**TASK TO CARRY OUT:** Please rewrite everything in the listing from the line containing "the sky, which" down to the line containing "x=155, y=34", swapping "innermost" for "deepest" and leaving the rest unchanged.

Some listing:
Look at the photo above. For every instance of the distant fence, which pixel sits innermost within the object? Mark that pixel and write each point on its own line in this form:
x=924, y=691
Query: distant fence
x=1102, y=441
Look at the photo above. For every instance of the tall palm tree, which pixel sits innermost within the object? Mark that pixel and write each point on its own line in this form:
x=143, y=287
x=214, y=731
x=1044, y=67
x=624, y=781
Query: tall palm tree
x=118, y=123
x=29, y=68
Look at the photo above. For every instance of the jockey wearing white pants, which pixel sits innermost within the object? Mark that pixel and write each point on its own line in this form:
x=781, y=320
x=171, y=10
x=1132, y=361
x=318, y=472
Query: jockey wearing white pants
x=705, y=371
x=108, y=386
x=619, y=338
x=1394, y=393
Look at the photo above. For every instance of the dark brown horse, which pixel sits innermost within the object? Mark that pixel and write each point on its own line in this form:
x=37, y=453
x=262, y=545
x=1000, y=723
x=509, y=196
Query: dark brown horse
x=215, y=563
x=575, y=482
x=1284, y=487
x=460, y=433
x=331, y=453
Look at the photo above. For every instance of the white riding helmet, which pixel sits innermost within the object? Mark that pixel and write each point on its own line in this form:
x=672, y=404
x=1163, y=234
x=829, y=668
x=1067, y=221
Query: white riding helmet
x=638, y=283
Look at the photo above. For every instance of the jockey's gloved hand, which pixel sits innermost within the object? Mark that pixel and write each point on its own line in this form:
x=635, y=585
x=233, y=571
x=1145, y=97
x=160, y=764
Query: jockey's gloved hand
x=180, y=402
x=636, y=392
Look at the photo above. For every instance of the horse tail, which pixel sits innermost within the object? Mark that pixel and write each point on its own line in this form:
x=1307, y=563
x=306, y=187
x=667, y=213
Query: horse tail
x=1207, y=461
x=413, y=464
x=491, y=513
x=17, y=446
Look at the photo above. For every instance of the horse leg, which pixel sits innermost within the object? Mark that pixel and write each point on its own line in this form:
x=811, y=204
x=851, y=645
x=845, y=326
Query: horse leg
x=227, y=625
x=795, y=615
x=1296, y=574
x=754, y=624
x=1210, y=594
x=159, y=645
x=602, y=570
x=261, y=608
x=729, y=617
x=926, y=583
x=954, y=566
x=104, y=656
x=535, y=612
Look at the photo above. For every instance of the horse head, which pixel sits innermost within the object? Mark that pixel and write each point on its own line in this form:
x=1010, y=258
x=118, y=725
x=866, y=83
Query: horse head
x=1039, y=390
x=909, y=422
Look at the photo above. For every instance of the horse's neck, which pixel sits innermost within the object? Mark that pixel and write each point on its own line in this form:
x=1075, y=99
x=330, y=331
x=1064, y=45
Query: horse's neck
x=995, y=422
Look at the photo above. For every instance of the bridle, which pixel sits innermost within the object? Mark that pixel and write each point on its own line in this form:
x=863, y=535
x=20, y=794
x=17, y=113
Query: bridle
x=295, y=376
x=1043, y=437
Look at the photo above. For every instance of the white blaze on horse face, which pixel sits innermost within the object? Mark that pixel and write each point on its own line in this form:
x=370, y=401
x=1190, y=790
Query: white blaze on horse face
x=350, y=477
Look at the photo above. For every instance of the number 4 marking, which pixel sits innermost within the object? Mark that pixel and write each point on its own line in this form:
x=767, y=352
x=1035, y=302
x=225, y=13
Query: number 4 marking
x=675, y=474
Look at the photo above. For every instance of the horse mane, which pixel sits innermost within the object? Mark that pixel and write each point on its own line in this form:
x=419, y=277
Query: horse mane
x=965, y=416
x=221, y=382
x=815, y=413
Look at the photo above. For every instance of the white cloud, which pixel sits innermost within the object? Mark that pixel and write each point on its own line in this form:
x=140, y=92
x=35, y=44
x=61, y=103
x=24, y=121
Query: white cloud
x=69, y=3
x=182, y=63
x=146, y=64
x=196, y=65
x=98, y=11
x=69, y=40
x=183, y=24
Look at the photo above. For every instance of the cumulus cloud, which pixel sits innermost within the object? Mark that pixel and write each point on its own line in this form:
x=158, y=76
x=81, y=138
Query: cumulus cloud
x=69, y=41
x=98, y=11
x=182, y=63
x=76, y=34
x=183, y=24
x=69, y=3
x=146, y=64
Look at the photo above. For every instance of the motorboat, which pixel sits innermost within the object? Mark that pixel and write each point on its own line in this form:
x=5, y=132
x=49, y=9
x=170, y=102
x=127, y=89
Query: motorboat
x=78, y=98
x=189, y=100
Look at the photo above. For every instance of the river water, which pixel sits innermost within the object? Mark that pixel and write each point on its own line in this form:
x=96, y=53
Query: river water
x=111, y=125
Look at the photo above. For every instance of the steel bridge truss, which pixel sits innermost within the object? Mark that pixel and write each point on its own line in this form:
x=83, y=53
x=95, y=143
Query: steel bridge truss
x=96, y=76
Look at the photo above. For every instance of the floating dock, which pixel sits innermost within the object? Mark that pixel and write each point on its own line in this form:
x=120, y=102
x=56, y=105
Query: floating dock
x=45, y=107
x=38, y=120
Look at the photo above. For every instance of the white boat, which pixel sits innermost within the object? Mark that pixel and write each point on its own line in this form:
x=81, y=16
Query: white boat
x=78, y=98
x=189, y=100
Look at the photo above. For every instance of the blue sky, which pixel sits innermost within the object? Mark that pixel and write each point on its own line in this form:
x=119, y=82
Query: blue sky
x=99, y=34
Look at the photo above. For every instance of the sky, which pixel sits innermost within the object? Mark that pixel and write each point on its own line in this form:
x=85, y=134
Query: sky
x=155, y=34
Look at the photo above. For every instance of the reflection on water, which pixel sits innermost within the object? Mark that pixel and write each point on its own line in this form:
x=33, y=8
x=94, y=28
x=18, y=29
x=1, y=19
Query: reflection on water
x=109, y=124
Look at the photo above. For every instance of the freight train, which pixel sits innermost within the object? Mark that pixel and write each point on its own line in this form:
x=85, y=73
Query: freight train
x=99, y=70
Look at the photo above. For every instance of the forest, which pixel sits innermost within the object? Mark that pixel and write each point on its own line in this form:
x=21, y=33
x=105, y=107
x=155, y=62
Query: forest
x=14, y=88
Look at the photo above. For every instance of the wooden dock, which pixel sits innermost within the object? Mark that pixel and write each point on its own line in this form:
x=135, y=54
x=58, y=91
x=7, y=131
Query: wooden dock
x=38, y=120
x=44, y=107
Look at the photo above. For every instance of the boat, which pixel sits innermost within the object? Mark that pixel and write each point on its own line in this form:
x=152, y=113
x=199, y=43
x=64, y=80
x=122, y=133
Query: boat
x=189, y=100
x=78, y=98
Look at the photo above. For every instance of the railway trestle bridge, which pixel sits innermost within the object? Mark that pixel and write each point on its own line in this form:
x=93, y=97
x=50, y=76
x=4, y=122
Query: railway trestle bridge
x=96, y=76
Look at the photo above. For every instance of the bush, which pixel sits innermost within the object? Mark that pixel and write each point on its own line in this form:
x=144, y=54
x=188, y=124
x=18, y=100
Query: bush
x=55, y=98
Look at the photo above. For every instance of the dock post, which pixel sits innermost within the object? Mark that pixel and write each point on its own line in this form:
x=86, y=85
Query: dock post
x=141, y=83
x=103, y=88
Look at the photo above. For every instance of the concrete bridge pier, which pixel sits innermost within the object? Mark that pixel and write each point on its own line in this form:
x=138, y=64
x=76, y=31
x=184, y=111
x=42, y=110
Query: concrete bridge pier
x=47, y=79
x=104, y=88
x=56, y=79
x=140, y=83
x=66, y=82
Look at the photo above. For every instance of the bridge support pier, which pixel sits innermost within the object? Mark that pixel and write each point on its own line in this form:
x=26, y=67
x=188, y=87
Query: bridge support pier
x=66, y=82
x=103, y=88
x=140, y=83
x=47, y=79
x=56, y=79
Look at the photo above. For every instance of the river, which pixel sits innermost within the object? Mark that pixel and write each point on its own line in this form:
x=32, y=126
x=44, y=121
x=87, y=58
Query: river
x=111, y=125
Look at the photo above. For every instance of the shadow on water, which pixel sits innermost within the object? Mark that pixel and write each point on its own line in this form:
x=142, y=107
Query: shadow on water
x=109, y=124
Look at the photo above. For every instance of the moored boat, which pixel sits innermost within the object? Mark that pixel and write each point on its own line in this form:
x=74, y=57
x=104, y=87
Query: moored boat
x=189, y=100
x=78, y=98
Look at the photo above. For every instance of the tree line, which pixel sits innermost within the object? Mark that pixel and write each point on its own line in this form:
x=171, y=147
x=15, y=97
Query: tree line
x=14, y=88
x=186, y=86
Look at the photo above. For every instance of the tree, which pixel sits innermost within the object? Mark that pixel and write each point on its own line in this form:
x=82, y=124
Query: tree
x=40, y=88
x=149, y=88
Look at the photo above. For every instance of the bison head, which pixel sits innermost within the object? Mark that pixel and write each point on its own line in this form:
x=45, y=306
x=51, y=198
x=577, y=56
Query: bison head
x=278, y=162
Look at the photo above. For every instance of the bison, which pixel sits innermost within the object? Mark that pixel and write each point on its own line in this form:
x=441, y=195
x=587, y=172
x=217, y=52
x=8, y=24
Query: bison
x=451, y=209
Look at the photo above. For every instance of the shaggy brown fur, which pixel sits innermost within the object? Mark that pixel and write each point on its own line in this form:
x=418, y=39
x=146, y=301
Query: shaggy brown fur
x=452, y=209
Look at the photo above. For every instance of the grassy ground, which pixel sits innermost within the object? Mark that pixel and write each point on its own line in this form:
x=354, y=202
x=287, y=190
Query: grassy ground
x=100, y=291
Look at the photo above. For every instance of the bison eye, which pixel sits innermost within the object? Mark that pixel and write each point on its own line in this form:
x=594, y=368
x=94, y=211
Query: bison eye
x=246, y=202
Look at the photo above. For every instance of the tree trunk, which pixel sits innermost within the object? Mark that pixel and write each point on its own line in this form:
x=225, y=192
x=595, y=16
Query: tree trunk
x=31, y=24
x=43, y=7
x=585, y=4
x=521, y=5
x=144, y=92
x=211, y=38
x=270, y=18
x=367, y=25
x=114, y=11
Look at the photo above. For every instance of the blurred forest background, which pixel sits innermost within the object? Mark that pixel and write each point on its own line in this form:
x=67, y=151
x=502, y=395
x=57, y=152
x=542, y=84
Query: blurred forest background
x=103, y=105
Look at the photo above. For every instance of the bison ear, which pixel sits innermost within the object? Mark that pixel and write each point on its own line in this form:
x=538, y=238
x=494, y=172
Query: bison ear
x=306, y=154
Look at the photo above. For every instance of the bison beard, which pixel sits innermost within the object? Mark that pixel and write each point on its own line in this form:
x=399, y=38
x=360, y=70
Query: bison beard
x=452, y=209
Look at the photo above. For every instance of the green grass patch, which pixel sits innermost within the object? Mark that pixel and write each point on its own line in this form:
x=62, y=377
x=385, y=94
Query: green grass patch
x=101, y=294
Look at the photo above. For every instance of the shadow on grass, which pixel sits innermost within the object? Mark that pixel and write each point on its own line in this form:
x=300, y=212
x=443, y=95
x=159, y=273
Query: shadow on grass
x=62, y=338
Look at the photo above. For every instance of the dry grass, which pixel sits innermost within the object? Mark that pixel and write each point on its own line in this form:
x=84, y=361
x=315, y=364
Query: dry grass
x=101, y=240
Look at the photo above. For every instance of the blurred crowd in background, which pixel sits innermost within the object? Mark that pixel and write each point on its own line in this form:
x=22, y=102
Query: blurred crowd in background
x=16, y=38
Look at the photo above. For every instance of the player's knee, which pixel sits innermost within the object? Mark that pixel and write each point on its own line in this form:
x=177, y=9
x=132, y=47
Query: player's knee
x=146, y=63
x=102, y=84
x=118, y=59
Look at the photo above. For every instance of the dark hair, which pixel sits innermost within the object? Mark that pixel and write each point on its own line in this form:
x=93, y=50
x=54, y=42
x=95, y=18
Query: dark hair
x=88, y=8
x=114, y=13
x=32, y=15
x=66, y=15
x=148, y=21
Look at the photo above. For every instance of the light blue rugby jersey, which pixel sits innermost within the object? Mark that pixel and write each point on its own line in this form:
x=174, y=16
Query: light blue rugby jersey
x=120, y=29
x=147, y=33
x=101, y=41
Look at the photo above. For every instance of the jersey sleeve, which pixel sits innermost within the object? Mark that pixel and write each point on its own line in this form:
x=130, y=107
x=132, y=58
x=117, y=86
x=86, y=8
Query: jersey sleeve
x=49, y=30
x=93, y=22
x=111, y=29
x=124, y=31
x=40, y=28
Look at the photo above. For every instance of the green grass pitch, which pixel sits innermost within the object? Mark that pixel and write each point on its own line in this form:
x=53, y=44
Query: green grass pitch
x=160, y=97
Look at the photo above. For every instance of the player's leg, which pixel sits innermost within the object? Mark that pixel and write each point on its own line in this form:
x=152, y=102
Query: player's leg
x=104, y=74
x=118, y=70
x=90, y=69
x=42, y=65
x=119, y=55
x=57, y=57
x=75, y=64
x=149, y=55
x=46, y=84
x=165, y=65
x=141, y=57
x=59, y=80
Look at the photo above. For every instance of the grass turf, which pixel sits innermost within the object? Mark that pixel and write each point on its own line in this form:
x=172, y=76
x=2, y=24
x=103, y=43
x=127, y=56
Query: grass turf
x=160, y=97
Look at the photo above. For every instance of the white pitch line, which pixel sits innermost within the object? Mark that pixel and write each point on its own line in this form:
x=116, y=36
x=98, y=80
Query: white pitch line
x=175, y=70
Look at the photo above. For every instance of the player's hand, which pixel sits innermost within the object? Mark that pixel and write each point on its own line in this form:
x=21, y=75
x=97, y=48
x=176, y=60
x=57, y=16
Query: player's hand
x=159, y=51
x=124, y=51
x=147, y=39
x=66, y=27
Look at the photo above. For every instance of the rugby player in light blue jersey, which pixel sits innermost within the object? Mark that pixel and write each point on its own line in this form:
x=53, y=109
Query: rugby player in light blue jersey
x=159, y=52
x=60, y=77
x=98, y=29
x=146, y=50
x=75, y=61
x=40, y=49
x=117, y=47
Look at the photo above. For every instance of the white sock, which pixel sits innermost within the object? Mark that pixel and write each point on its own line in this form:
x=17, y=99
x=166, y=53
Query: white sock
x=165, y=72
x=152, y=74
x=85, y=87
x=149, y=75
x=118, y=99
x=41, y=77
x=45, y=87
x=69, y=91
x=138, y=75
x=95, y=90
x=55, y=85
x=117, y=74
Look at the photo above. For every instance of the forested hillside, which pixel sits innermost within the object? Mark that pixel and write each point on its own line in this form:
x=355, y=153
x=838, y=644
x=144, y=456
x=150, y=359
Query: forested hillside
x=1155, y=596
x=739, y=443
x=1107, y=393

**REPLY TO THE TASK:**
Look at the photo above. For every instance of the sky, which pixel sits deepest within the object? Mark that pixel and write each point on its own line in this form:
x=85, y=134
Query: sky
x=155, y=34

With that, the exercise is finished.